» **Aufgabe 1**: Stelle die Datensätze vom Anfang bis einschließlich der Zeile mit "[[86, 121, 296, 264]]" als CSV mit den zwei Spalten "Abfrage" und "Ergebnis" dar, mit einer Zeile pro Eintrag. Setze jedes Feld in Anführungszeichen, ersetze Zeilenumbrüche durch Leerzeichen und lass die Bilder in der Lösung weg.

» **Seitenauszug**:
Der Vorteil an dem einzel-kaufmodell ist ja, dass du relativ flexibel bist. Du wirst (wenn du ambitioniert bis 65 spielst und jetzt nicht alles vom mund absparst und nie was unnötiges kaufst) unterm Strich mehr geld ausgeben, als wenn du (auch sehr zügig, in 1 oder 2 monaten vielleicht) in der Zeit ein Abo machst.

Der Vorteil ist aber dass du ein gebiet spielen kannst, dann das nächste auswählen und es einzeln kaufen, anstatt die arme auszubreiten und alles an dich zu zerren. Denn du wirst nicht alle Spielgebiete benötigen, um den maximalen level zu erreichen.

 So kannst du z.B., wenn gerade ein gebiet im Angebot ist,  da mal eben zuschlagen und deine ausgaben vielleicht direkt wieder reduzieren. und falls dich mal irgendwann die weichheit der steuerung oder irgendwas anderes nervt, kannste halt auch das spiel wieder verlassen - mit dem gedanken: "hmh, ich finde ich habe nicht zu viel bezahlt".


----------



## Füchtella (28. Juni 2011)

Huhu, 

aus dem Gedächtnis und ohne Gewähr:

Einsame Lande
Nordhöhen
Evendim
Trollhöhen
Nebelgebirge
Angmar
Forochel
Eregion

Dann gibt es Morie inklusive Lorien als Addon, ebenso Düsterwald als Addon.

Danach:
Enedwaith 

Und demnächst:
Dunland, Pforte Rohans und Isengard als Addon, derzeit zum Vorbestellen.


----------



## Azerak (28. Juni 2011)

Naja ob das wirklich billiger ist?

Wie viel kostet denn ein Questgebiet derzeit? Waren am Anfang ja so um die 500 punkte.


Das dürften dann gut 6€ sein was je nach investierter Zeit weit mehr als 13€ werden.
Ich mein.. wie lange braucht man für Nordhöhen und Einsame Lande? Ohne Gruppenquests nicht lange.

Kann leider net einloggen da mir mein passwort nicht zugeschickt wird


----------



## Raaandy (30. Juni 2011)

dumme Frage: Diese Punkte im Spiel wie kann ich mir die Umrechnen? 500 Punkte hab ich jetzt hier gelesen wären ca. 6 &#8364; richtig? Und wie kann ich mein Konto ohne Kreditkarte aufladen, also mir Punkte auf mein Konto ziehen damit ich mir einzelne Pakete oder sonstiges kaufen kann?


----------



## kaepteniglo (30. Juni 2011)

Wie man Punkte erwirbt:
http://www.lotro.com/news/984-how-to-add-turbine-points

Ob man die auch ohne Kreditkarte aufladen kann, bezweifle ich aktuell.

» **Material zur Aufgabe**:
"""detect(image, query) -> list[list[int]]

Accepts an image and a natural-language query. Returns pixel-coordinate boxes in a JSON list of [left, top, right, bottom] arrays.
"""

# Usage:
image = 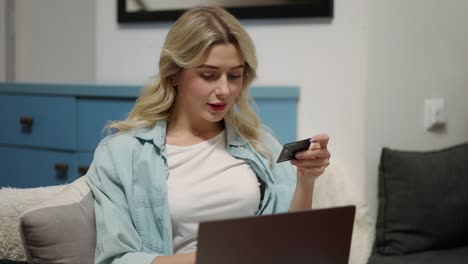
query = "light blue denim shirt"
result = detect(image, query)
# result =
[[86, 121, 296, 264]]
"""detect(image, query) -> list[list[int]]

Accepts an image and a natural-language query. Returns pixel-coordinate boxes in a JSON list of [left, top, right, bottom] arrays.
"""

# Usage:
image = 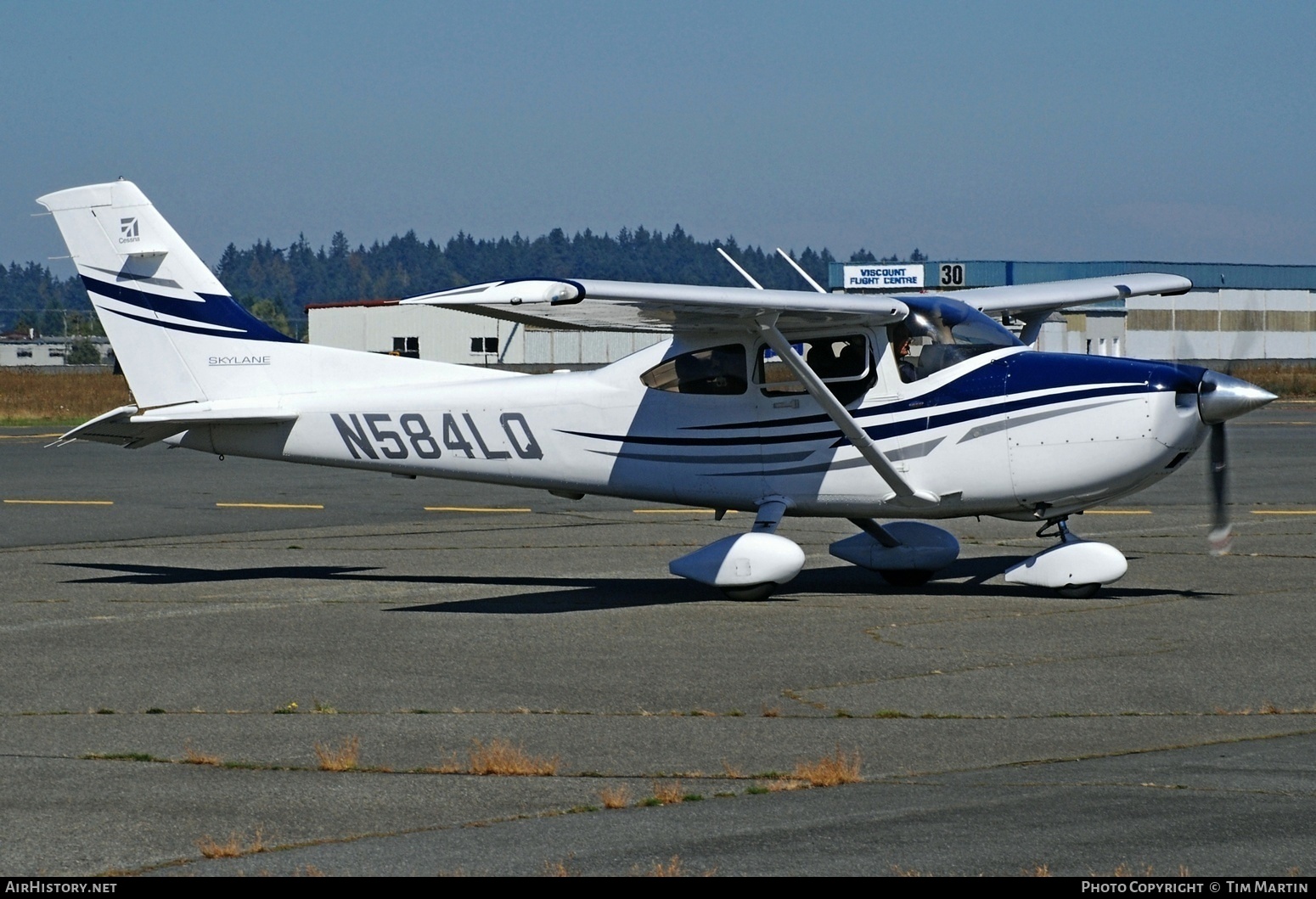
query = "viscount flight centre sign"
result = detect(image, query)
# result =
[[845, 262, 923, 291]]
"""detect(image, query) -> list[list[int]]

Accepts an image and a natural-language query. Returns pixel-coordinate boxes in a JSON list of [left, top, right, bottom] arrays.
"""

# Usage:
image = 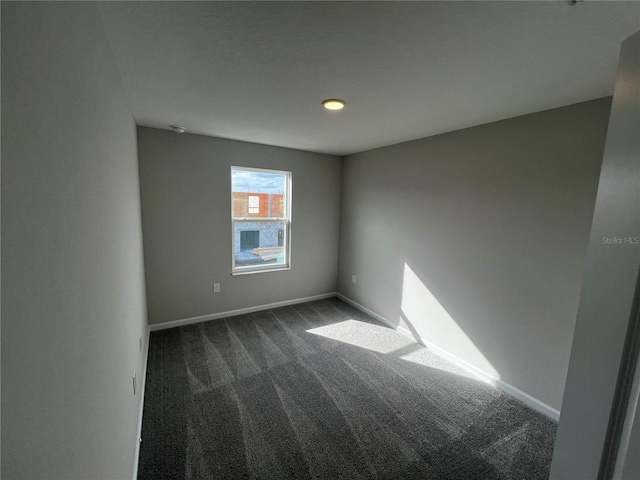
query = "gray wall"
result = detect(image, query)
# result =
[[551, 32, 640, 480], [2, 2, 147, 480], [138, 127, 341, 324], [338, 98, 610, 409]]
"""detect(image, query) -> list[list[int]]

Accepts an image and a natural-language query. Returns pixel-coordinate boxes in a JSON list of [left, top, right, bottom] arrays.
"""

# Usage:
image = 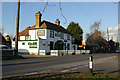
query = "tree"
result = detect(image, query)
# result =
[[90, 20, 101, 33], [67, 22, 83, 45]]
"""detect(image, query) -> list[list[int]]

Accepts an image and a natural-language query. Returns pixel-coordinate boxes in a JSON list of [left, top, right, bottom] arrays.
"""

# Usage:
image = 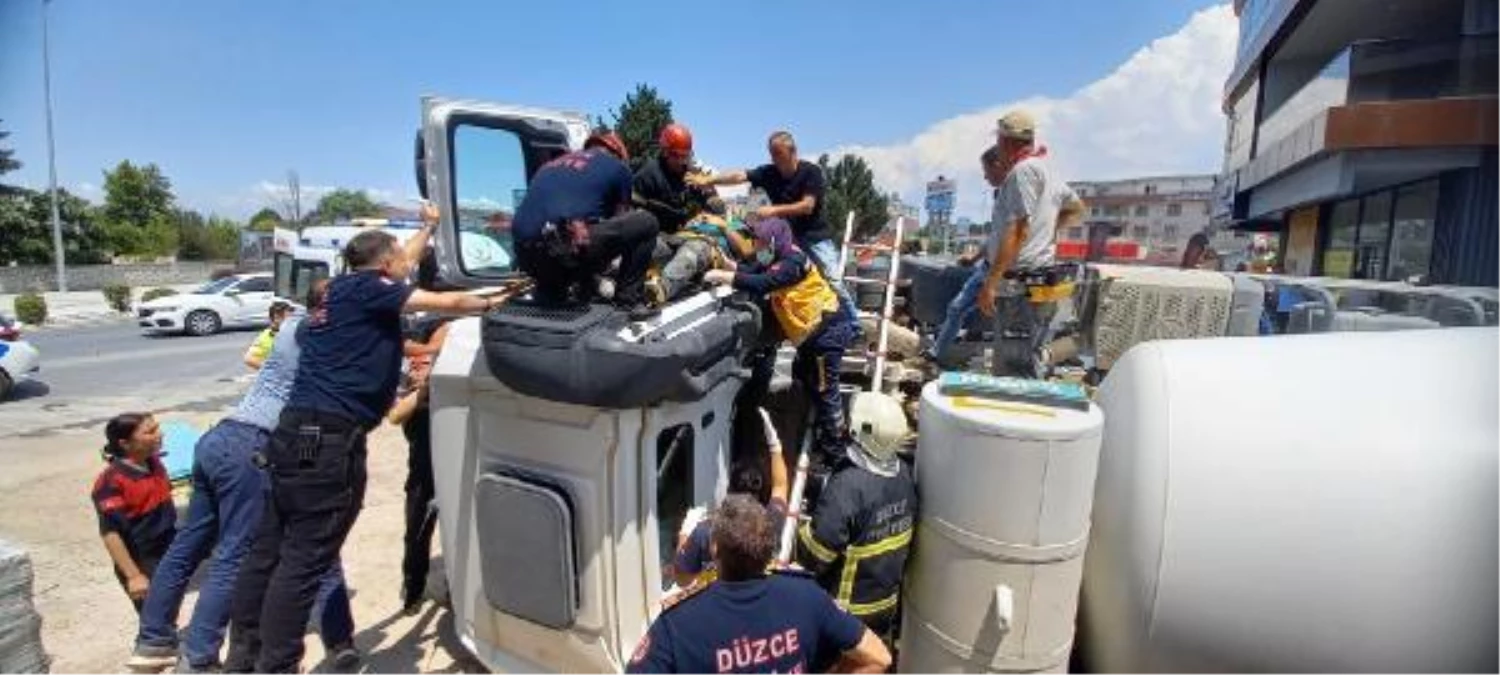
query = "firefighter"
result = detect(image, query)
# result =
[[704, 218, 860, 462], [512, 132, 657, 318], [626, 495, 891, 675], [797, 393, 917, 639]]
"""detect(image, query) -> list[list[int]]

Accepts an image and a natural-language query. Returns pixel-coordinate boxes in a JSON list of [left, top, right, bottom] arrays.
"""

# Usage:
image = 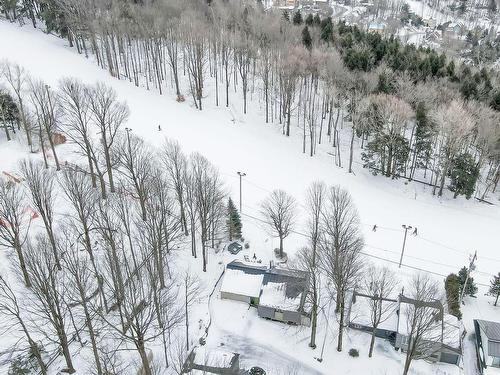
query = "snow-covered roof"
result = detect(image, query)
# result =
[[259, 282, 302, 311], [220, 268, 264, 297], [349, 295, 399, 332], [194, 347, 235, 368], [443, 314, 462, 348]]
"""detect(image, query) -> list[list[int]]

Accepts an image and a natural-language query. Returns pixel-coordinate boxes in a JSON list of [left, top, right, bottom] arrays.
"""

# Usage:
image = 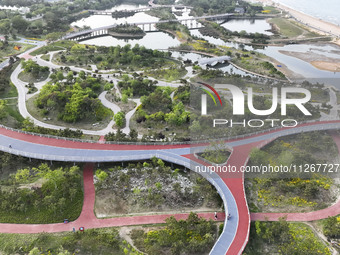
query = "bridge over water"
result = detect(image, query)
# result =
[[62, 13, 234, 41], [89, 5, 193, 15], [198, 56, 231, 66]]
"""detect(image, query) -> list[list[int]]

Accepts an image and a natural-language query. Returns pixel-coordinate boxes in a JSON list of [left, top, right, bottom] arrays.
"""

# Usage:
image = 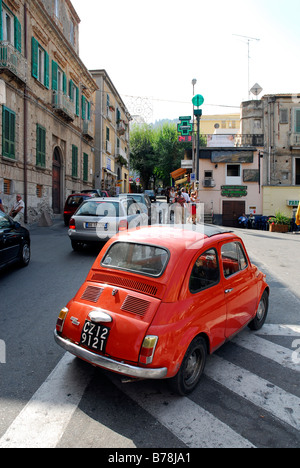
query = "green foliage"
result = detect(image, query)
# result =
[[130, 123, 191, 189]]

» **Aufgabe 2**: Welche Gebiete sind laut dem Seitenauszug demnächst als Addon zum Vorbestellen erhältlich?

» **Lösung 1**:
Abfrage,Ergebnis
"""""""detect(image, query) -> list[list[int]] Accepts an image and a natural-language query. Returns pixel-coordinate boxes in a JSON list of [left, top, right, bottom] arrays. """""" # Usage: image = query = ""light blue denim shirt"" result = detect(image, query) # result =","[[86, 121, 296, 264]]"

» **Lösung 2**: Dunland, Pforte Rohans und Isengard.